- **Trabalho pedido**: Volte a digitar integralmente, sem qualquer alteração, o texto abaixo sobre a felicidade das crianças e o casamento.

- **Excerto da fonte**:
Todos desejamos que as crianças sejam felizes. A questão é saber se isso é algo que se imponha de fora. O que me choca nesta questão do matrimónio é que só se tem o que o Timshell diz: correlações. Ora isto nem sequer significa causalidade. E se pensarmos um pouco veremos que não são as instituições a garantir "que os progenitores tendem a pensar mais cada um em si próprio que nos outros membros da família." E nem sequer acho que seja isto que dá a felicidade a uma criança.

Sendo assim parece-me pouco adequado andarmos a acenar com bandeiras deste género. Haverá certamente correlações positivas entre a felicidade (medida como, já agora?) das crianças e muitos outros factores na vida. Além disso, aposto que os factores com os quais se encontra correlação dependerá certamente do modo como medirmos a felicidade. E acrescente-se: a felicidade mede-se durante a educação da criança ou ao longo de toda a vida? É que uma criança preparada para a vida pode ser menos feliz até à idade adulta mas mais feliz perante o mundo. Uma criança pode ser muito feliz na infância e juventude e ser infeliz na idade adulta.

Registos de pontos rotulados

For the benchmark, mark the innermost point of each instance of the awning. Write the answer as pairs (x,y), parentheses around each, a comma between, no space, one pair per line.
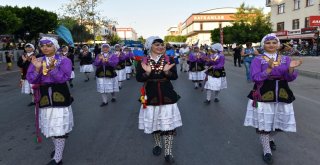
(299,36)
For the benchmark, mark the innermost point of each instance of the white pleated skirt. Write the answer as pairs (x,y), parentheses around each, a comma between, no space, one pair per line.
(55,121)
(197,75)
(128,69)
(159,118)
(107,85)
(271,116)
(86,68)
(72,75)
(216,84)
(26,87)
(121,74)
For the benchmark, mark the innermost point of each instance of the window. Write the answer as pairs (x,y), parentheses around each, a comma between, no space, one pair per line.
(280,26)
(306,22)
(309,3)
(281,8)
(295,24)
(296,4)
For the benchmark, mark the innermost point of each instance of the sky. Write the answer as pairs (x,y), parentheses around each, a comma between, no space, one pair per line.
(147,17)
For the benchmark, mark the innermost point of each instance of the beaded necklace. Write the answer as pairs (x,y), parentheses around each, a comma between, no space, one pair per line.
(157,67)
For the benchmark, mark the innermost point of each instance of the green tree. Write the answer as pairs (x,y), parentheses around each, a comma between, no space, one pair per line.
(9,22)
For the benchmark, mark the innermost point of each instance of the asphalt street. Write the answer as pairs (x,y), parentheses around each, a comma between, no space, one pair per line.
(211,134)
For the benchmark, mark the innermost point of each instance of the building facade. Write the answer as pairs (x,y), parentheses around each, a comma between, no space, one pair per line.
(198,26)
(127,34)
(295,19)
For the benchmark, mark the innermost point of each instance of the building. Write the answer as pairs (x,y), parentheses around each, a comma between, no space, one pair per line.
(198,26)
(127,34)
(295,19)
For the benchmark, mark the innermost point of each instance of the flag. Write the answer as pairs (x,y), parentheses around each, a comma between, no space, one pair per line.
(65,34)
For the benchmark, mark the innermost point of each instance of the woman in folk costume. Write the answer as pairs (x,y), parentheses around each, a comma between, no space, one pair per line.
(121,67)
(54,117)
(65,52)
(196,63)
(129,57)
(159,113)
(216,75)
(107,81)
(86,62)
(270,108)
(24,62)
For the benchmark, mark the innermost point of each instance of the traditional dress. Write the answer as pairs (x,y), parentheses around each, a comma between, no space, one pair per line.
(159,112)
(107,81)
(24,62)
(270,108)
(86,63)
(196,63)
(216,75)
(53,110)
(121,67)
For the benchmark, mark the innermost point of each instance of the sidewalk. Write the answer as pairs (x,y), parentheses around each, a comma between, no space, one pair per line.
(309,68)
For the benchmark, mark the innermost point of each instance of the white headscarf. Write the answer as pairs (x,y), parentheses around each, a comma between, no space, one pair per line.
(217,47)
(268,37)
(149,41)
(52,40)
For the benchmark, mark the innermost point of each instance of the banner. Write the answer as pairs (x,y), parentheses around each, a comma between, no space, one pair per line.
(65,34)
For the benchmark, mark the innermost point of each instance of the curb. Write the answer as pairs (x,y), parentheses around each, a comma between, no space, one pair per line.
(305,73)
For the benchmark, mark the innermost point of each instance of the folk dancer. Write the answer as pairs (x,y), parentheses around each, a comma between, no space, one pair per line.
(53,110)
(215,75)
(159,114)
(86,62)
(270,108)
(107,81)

- **Resposta ao exercício**:
Todos desejamos que as crianças sejam felizes. A questão é saber se isso é algo que se imponha de fora. O que me choca nesta questão do matrimónio é que só se tem o que o Timshell diz: correlações. Ora isto nem sequer significa causalidade. E se pensarmos um pouco veremos que não são as instituições a garantir "que os progenitores tendem a pensar mais cada um em si próprio que nos outros membros da família." E nem sequer acho que seja isto que dá a felicidade a uma criança.

Sendo assim parece-me pouco adequado andarmos a acenar com bandeiras deste género. Haverá certamente correlações positivas entre a felicidade (medida como, já agora?) das crianças e muitos outros factores na vida. Além disso, aposto que os factores com os quais se encontra correlação dependerá certamente do modo como medirmos a felicidade. E acrescente-se: a felicidade mede-se durante a educação da criança ou ao longo de toda a vida? É que uma criança preparada para a vida pode ser menos feliz até à idade adulta mas mais feliz perante o mundo. Uma criança pode ser muito feliz na infância e juventude e ser infeliz na idade adulta.